### Working data ###
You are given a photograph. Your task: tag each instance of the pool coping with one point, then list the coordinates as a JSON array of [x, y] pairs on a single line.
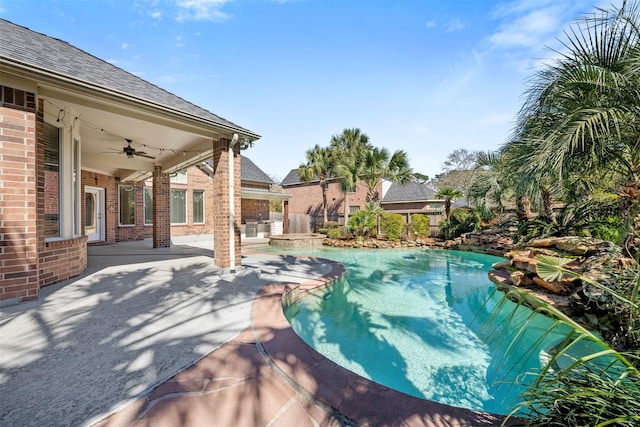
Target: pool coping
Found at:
[[348, 396]]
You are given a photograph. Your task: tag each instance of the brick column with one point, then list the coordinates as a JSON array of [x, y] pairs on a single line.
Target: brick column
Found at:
[[222, 208], [18, 204], [285, 216], [161, 209]]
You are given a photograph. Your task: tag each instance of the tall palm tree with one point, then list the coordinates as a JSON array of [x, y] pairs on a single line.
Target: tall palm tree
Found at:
[[378, 166], [318, 166], [586, 107], [448, 194], [349, 149]]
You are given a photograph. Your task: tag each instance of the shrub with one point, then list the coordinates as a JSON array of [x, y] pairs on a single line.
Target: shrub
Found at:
[[392, 226], [362, 223], [462, 220], [334, 233], [419, 225]]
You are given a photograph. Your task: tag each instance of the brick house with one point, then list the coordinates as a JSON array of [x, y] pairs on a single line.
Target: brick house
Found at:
[[80, 140], [307, 198], [414, 197], [404, 199]]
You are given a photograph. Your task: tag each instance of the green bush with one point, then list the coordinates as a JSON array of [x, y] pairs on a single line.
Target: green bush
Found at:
[[462, 220], [334, 233], [419, 225], [362, 223], [392, 226]]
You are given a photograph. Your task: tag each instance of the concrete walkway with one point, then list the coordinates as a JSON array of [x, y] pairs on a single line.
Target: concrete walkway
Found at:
[[101, 342]]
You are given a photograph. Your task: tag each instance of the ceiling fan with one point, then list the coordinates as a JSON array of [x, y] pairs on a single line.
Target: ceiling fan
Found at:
[[132, 152]]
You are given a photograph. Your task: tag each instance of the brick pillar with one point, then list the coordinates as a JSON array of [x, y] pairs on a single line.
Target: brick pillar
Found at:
[[18, 203], [161, 209], [222, 209], [285, 216]]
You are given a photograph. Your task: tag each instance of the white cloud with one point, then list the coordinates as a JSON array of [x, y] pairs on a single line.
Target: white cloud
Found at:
[[454, 25], [201, 10], [530, 28]]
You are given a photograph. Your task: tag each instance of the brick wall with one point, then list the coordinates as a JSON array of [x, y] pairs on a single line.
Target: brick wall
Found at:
[[255, 210], [196, 180], [57, 260], [221, 215], [18, 237], [307, 198], [161, 211]]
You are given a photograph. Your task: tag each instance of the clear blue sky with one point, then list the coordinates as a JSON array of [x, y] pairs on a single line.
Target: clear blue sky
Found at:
[[424, 76]]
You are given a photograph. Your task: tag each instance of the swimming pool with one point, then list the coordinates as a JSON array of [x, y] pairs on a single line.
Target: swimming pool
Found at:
[[423, 322]]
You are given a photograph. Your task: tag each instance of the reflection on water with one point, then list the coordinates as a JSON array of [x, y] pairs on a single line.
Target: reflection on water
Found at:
[[422, 322]]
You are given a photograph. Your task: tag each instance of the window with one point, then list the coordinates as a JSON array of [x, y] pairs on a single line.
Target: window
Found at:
[[179, 177], [178, 203], [127, 201], [148, 205], [76, 187], [198, 207], [52, 181]]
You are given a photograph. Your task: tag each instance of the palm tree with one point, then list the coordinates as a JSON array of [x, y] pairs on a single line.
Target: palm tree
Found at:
[[448, 194], [378, 166], [348, 150], [319, 165], [582, 112]]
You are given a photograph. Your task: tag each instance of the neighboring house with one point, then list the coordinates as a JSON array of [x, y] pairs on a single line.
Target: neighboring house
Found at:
[[306, 198], [404, 199], [414, 197], [80, 140], [257, 190]]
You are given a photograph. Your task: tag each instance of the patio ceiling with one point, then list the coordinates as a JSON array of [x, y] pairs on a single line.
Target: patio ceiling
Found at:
[[174, 142]]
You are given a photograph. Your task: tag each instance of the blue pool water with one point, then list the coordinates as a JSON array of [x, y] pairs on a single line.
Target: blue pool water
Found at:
[[424, 322]]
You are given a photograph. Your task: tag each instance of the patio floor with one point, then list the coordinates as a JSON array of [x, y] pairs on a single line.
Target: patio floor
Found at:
[[149, 337]]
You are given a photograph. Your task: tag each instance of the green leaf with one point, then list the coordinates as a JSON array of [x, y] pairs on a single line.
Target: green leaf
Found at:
[[550, 268]]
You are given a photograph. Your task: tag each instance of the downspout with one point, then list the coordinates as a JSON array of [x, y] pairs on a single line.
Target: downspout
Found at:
[[232, 240]]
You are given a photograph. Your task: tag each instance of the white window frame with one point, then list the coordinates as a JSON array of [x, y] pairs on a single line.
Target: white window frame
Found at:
[[147, 190], [133, 191], [186, 203], [193, 208], [180, 177]]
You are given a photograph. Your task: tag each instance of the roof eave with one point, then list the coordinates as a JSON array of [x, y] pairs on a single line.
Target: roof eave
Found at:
[[43, 75]]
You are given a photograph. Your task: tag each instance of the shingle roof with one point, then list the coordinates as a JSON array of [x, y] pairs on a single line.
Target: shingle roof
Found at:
[[291, 178], [248, 171], [251, 172], [20, 45], [409, 192]]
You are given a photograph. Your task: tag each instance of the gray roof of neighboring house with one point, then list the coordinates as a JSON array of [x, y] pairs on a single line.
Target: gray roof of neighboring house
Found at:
[[291, 178], [248, 171], [251, 172], [22, 46], [409, 192]]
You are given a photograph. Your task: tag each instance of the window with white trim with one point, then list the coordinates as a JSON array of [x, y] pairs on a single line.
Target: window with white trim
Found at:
[[127, 204], [52, 181], [179, 177], [198, 206], [178, 209]]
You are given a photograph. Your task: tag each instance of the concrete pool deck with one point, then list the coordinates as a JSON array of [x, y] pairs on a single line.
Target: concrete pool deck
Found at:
[[232, 358]]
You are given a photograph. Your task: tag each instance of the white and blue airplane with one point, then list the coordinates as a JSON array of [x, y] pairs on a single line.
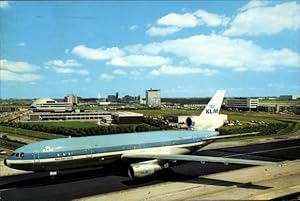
###
**Task to complete**. An exact copy of all the entries above is required, with every picture left out.

**Solution for this problem**.
You are given a photograph. Your task: tag each instance of the pool coping with one point, then list the coordinates as a JSON array of [x, y] pairs on a single line.
Target: pool coping
Found at:
[[348, 396]]
You are given a photograph. Your task: tag each instance of the brick column with one point, then list the coordinates as a JSON array of [x, y] pairs on a single line.
Target: brick column
Found at:
[[222, 208], [18, 204], [285, 216], [161, 209]]
You are given a photograph. Your task: tag each instance of the tall palm tree with one point, then list the coordinates as a JSON array of [x, y] pairs on a single line.
Target: tall palm tree
Found at:
[[378, 166], [318, 166], [586, 107], [448, 194], [349, 149]]
You are given a photograph. Your task: tag each instance of the shrub with one point, then list the coordinates as a JSON array of [x, y] pairs on a single line.
Target: shrub
Found at:
[[392, 226], [362, 223], [462, 220], [334, 233], [419, 225]]
You are given a photograph. Your task: tag each instance of the brick house with one point, then list the coordinates as a JSON array of [x, y] pairs on a single line.
Target: brick house
Found at:
[[80, 140], [307, 198], [414, 197], [404, 199]]
You are given a photograph. Your task: tag each instance of the green bush with one point, then list the coordinates as a JSON array of [x, y] pairs on a single line.
Target: green bush
Found at:
[[462, 220], [334, 233], [419, 225], [362, 223], [392, 226]]
You are given a photograph. Your task: tag each instance of the concrete walkway with one point, then list the coordinates as a JSON array of [x, y] pairs on a single line.
Target: concrete walkway
Found at:
[[101, 342]]
You are given a photograph. Your task: tag each instance of the ceiling fan with one point, then list the coordinates as a JSON array of [x, y] pairs on a single line.
Target: ceiling fan
Found at:
[[132, 152]]
You are given a photograph. Your task: tag each instance of the brick pillar with one point, then list the coordinates as a JSON array of [x, y] pairs on a single line.
Target: brick pillar
Found at:
[[18, 203], [161, 209], [222, 209], [285, 216]]
You are given a photograph. Your task: tag each instance of the white cloud with one point, then list the coordinates as a JSON array of [x, y] pairs on a single line.
Target: white cloud
Found at:
[[454, 25], [201, 10], [530, 28]]
You are given a photograph. Your task: tag each instance of the brick wall with one point, then list the coordinates as a JSON array of [x, y] pairs on a single line.
Target: brick wall
Found at:
[[255, 210], [196, 180], [57, 260], [221, 215], [18, 237], [307, 198], [161, 211]]
You are given a photograph. Your task: tag each instance of the clear blue sky with one point, then list the coordinates as a JSON array of [x, y] pairs on a single line.
Target: clear blue sky
Found at:
[[424, 76]]
You are given a photograph. Your task: tag each instance of the swimming pool with one point, then list the coordinates as a JSON array of [x, y] pairs on a single line.
Target: swimming pool
Found at:
[[423, 322]]
You are given a photograph. Your task: tag each instance of the reflection on water with one point, then list the coordinates as a JSON array of [x, y] pairs on a single line.
Target: reflection on water
Found at:
[[422, 322]]
You are given a photograph. Your task: tag each instance of the window with one point, then list the coordinates as a JSON array of [x, y] pairs on a single line.
Target: window
Found at:
[[179, 177], [178, 203], [127, 201], [148, 205], [76, 187], [198, 207], [52, 181]]
You are given a photograph. Your task: tag each instance of the palm tree with one point, then list the coordinates as a JSON array of [x, y] pairs on a single line.
Target: palm tree
Found at:
[[448, 194], [378, 166], [348, 150], [319, 165], [582, 112]]
You are given a photograph. Your task: tag each instance of the neighboring house with one point, then list the coordinates as a JSON array of [x, y] pairs on a single line.
Target: neighboring house
Found at:
[[306, 198], [404, 199], [414, 197], [80, 140], [257, 190]]
You are given a photograph. Your task: tag each instance of the patio ceiling with one point, then list the coordinates as a JSON array of [x, y] pairs on a single line.
Target: patio ceiling
Found at:
[[174, 142]]
You are given a photograph. Your task: tag each instance of the blue pool water with one point, then list the coordinates as a JSON array of [x, y] pairs on a single line.
Target: blue pool water
Found at:
[[424, 322]]
You are given a photograph. Your task: tag each instance of the patio floor with one point, then list the coordinates as a JSON array of [x, y] pairs on a single line.
Target: patio floor
Found at:
[[149, 337]]
You are given a photograph. Your task: tag each instance of the green leaf with one point, then list the coordinates as a JSON array of [x, y] pairs on a single line.
Target: green leaf
Found at:
[[550, 268]]
You are given a photograph. Your task: tag each instance of the downspout with one point, then list the coordinates as a JSON array of [x, y] pairs on a single line.
Target: downspout
Found at:
[[232, 240]]
You are given a photograph. Your task: tag each instance of the white window frame with one point, then list the coordinates as a JSON array of [x, y] pairs on a single line.
Target: white window frame
Found at:
[[147, 190], [133, 191], [186, 203], [193, 208], [180, 177]]
You are given a photograph. Your task: tag each instance of the roof eave with one point, then list the coordinates as a JSON array of [x, y] pairs on a single line.
Target: roof eave
Found at:
[[43, 75]]
You are given a photograph. Your task: tag each instance of the shingle roof with one point, then list the coordinates as a JSON array of [x, y] pairs on a single line.
Target: shingle roof
Found at:
[[291, 178], [248, 171], [251, 172], [20, 45], [409, 192]]
You are given a photograph. Your task: tag each instance of the gray roof of neighboring house with one point, then list the coordinates as a JSON array of [x, y] pairs on a single line.
Target: gray roof of neighboring house
Found at:
[[291, 178], [248, 171], [251, 172], [22, 46], [409, 192]]
You are given a photograph. Your task: tag each instance of the window with white trim with one point, then list the coordinates as a JSON array of [x, y] pairs on a single line.
Target: window with white trim
Found at:
[[127, 204], [52, 181], [179, 177], [198, 206], [178, 209]]
You are given a photograph. Your task: tag each instance of the concrete pool deck with one point, then list the coordinates as a JSON array of [x, y] pairs on a single line.
Target: concrete pool deck
Found at:
[[232, 358]]
You are given a photograph. Your task: tag each instance of the white and blue airplane with one point, then list the coordinates as a JSON array of [x, y] pairs on a single line.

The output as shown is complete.